* INSTRUCTIONS TO FOLLOW
Which lines run from the one containing "Target: white double door" to the end of the entries? Quote them exactly, and nothing else.

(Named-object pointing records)
★ ★ ★ ★ ★

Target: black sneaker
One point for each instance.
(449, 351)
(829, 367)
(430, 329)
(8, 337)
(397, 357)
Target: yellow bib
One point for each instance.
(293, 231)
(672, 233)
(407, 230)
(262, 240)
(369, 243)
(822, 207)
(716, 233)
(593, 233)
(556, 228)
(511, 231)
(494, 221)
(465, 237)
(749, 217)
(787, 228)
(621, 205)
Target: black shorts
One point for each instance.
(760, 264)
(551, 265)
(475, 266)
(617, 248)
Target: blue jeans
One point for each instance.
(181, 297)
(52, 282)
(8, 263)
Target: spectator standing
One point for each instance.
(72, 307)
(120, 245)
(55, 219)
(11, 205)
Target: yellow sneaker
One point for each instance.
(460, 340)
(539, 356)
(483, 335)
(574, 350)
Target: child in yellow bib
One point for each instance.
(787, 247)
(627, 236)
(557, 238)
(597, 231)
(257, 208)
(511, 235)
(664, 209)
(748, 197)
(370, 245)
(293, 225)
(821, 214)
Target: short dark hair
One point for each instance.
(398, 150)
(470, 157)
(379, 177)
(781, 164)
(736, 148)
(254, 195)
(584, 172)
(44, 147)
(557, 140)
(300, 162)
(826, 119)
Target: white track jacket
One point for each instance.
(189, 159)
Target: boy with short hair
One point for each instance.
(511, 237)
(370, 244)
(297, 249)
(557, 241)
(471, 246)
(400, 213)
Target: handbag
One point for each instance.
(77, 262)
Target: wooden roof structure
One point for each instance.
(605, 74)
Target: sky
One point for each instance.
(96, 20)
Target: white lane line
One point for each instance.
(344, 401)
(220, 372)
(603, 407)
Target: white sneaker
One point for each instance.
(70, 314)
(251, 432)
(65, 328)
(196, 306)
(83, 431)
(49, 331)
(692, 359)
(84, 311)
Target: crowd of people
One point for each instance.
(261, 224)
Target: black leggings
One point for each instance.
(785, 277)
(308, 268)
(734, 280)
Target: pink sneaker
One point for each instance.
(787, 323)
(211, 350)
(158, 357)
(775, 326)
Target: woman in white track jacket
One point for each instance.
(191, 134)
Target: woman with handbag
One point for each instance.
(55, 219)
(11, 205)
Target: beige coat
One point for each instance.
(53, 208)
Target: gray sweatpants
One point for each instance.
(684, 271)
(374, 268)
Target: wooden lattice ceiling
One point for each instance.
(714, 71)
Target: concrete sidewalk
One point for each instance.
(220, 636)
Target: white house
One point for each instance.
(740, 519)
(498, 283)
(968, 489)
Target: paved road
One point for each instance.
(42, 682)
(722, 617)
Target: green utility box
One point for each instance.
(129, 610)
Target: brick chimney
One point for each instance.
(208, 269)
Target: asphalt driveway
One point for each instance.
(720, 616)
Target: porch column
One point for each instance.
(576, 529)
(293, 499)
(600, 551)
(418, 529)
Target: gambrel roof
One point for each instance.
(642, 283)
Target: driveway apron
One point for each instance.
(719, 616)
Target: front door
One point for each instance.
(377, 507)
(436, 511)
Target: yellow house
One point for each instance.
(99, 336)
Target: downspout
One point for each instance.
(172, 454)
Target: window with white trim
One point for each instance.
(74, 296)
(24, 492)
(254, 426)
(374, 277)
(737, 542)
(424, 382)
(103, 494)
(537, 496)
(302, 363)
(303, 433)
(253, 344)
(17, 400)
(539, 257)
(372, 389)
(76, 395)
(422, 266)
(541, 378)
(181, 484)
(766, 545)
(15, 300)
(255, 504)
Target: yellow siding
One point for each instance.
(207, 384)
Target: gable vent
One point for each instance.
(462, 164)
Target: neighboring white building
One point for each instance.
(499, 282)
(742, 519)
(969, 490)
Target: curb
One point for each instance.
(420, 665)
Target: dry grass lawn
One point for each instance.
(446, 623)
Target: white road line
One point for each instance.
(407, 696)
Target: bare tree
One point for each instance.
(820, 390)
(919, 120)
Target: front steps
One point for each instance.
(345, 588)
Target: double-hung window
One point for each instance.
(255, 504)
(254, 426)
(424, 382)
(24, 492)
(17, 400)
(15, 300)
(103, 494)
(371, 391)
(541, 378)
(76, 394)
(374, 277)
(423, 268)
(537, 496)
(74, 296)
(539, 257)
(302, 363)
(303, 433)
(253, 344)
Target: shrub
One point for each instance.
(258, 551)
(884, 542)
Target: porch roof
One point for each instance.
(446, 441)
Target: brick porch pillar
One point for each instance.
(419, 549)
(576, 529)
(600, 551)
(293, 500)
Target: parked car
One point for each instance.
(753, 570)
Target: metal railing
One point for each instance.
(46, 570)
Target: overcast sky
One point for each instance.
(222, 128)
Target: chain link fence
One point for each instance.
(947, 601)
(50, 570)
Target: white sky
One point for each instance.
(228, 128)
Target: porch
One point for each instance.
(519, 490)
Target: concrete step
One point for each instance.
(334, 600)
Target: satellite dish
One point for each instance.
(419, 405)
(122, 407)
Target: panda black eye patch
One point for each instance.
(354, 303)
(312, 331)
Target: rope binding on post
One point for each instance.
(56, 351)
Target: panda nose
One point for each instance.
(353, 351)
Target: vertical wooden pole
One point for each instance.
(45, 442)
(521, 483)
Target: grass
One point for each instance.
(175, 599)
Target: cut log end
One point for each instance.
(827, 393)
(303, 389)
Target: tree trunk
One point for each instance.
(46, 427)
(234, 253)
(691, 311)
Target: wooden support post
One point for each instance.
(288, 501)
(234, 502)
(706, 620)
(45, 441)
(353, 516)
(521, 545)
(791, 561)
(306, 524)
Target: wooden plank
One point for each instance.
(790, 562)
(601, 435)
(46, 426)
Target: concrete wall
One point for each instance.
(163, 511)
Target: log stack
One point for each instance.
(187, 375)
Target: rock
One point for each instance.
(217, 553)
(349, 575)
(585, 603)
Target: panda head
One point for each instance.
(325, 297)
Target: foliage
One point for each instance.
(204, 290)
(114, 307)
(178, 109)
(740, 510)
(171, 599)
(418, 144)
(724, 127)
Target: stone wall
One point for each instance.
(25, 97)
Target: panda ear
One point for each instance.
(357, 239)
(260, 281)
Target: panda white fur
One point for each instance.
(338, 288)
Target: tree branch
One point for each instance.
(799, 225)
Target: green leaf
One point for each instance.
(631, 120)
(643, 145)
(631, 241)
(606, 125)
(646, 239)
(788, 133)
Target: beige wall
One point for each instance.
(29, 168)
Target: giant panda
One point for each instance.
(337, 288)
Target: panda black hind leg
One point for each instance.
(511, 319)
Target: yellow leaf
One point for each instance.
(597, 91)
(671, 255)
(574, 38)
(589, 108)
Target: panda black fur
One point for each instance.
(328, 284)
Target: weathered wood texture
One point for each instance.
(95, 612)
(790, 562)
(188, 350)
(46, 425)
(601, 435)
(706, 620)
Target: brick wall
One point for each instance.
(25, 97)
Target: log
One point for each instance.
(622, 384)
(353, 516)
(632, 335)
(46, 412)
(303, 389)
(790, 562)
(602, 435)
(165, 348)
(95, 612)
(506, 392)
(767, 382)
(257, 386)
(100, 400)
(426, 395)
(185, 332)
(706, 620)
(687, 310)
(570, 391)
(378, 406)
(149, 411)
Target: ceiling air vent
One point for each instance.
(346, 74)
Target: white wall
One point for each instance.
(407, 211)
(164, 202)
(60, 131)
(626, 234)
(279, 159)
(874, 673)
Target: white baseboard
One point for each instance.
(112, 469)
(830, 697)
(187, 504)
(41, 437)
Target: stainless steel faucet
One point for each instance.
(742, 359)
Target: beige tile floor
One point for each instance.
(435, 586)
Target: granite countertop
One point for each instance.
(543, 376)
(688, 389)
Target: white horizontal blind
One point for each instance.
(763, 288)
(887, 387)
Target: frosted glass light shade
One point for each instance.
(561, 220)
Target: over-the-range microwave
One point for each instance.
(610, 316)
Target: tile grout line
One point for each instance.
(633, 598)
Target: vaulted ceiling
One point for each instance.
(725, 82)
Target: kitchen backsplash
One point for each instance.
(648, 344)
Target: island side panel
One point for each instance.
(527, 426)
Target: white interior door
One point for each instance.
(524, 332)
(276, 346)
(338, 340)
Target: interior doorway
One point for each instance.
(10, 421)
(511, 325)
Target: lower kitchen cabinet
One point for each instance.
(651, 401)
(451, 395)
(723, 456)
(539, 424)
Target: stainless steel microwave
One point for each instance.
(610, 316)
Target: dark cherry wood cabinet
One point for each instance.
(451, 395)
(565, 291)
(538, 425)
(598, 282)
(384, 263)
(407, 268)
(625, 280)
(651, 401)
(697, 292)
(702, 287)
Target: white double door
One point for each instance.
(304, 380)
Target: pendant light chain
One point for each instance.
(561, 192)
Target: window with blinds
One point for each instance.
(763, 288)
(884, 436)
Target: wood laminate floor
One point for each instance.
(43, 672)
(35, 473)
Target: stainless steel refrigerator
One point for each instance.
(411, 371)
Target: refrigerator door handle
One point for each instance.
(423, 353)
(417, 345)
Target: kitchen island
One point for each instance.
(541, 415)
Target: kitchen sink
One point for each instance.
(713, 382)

★ ★ ★ ★ ★

* TASK SOLUTION
Target: white double door
One point for each instance.
(304, 380)
Target: pendant light chain
One point for each instance.
(561, 192)
Target: window with blinds
One point for each instance.
(763, 288)
(884, 436)
Target: wood laminate floor
One point for each instance.
(43, 672)
(35, 473)
Target: stainless steel refrigerator
One point for each instance.
(411, 371)
Target: refrigerator door handle
One point for each instance.
(423, 353)
(417, 345)
Target: kitchen island
One point for each instance.
(541, 415)
Target: kitchen sink
One point for each instance.
(713, 382)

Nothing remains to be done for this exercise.